# Problem description
Reproduce, without any change, everything in the rows below from the line containing "I'd like to know if the floral" down to the line containing "xmin=111 ymin=291 xmax=342 ymax=411", including both of those lines.

# Provided data
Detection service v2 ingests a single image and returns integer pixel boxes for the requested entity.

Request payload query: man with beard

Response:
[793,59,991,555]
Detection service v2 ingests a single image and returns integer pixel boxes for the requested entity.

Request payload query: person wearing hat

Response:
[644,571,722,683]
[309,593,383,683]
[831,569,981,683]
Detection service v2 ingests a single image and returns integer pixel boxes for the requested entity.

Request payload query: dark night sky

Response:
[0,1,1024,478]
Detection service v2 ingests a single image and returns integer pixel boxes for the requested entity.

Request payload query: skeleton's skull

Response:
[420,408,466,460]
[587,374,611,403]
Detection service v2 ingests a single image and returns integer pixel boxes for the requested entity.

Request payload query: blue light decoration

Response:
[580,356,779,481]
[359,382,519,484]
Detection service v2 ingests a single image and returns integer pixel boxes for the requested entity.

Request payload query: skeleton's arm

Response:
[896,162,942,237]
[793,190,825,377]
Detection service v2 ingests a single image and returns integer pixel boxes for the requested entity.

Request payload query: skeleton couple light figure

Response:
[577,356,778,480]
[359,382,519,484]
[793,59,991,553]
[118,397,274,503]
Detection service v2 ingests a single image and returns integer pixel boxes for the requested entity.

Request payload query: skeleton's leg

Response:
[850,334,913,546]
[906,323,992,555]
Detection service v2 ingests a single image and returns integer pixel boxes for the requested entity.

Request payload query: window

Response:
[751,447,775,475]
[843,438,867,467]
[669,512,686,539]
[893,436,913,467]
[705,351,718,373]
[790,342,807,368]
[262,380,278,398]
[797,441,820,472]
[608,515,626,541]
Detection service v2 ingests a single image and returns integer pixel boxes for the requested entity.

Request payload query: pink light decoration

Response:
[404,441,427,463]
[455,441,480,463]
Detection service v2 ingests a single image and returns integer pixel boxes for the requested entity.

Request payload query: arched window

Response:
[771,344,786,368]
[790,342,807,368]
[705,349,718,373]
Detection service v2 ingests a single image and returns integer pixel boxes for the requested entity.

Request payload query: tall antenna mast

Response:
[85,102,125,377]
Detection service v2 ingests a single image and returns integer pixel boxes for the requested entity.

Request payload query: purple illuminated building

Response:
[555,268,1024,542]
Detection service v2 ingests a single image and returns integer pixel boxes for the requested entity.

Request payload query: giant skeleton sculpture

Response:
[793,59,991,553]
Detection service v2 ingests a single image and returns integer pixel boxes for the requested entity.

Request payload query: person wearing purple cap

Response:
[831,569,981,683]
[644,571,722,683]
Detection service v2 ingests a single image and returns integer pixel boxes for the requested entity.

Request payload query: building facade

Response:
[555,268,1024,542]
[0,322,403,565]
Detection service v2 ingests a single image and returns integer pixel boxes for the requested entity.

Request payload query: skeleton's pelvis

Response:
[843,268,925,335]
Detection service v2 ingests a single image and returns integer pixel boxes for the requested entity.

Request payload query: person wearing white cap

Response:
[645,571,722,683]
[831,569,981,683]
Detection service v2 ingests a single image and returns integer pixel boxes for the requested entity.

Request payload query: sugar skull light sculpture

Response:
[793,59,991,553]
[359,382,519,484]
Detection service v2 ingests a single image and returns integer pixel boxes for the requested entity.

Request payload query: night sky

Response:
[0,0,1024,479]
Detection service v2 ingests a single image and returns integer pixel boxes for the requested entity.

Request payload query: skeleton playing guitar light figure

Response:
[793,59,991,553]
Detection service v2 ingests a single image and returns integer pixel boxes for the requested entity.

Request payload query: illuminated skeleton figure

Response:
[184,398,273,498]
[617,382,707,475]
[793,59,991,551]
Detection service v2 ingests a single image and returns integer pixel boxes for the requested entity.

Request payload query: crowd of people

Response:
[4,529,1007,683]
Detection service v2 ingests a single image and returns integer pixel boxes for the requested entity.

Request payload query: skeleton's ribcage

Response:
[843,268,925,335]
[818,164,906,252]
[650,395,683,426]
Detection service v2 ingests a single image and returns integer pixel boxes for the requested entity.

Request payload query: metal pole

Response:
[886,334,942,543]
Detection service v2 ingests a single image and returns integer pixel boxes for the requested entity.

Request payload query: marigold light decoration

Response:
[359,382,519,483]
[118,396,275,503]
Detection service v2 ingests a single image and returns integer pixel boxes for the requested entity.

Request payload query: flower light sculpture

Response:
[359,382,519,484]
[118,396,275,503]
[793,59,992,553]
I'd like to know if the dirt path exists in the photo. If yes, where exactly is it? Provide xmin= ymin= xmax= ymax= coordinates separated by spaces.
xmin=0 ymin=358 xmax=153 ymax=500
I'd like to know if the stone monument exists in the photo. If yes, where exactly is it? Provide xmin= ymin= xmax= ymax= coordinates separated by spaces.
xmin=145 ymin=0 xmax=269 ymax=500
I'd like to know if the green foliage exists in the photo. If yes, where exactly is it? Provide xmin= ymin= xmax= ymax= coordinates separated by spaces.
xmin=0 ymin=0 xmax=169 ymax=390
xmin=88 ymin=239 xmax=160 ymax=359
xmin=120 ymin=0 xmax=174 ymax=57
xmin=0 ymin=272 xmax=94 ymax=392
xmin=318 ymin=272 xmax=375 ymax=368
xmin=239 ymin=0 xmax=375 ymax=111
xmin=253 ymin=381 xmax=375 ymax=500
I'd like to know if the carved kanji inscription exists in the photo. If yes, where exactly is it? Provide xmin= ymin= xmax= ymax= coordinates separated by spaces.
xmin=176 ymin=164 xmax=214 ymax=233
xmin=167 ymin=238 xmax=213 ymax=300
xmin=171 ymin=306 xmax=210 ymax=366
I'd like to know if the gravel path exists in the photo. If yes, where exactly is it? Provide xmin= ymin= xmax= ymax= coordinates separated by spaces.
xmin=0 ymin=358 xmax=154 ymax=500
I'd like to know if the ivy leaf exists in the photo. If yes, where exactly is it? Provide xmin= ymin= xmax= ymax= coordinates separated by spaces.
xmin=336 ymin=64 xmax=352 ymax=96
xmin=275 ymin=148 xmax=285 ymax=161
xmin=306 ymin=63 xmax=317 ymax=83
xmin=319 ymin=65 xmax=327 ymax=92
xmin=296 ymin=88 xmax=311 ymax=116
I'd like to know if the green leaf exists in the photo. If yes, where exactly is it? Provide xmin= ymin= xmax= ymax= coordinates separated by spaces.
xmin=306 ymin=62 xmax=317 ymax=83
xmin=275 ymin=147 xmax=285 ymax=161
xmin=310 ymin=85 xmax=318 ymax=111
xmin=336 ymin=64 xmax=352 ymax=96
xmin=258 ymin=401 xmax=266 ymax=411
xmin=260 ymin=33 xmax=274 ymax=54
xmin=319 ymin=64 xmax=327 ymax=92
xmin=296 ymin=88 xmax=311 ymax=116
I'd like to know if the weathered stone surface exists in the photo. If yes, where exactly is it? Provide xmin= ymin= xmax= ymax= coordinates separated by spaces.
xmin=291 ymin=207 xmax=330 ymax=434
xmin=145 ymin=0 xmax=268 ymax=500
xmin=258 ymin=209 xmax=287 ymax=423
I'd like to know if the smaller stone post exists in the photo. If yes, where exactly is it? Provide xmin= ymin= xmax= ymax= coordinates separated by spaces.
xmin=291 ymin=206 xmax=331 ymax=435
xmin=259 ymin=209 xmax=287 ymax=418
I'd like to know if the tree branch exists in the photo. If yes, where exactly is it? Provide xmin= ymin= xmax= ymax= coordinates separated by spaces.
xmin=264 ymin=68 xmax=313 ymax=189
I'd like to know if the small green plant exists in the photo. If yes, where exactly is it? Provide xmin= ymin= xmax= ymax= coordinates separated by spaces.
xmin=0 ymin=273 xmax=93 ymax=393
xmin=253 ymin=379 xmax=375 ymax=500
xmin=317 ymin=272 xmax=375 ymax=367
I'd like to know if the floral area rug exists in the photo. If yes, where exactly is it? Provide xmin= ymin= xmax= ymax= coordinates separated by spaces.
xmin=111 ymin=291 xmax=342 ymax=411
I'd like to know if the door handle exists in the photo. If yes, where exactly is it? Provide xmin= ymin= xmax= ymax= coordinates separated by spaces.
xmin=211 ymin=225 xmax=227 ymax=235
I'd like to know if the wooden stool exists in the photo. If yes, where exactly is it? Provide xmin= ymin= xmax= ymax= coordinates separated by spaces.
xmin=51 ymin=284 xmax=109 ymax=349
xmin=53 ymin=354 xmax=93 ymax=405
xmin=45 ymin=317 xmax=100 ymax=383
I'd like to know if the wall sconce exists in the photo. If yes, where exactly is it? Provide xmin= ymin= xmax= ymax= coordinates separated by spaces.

# Solution to the problem
I'd like to know if the floral area rug exists in the photo. If yes, where exactly is it? Provide xmin= ymin= xmax= ymax= coordinates separated by spaces.
xmin=111 ymin=291 xmax=342 ymax=411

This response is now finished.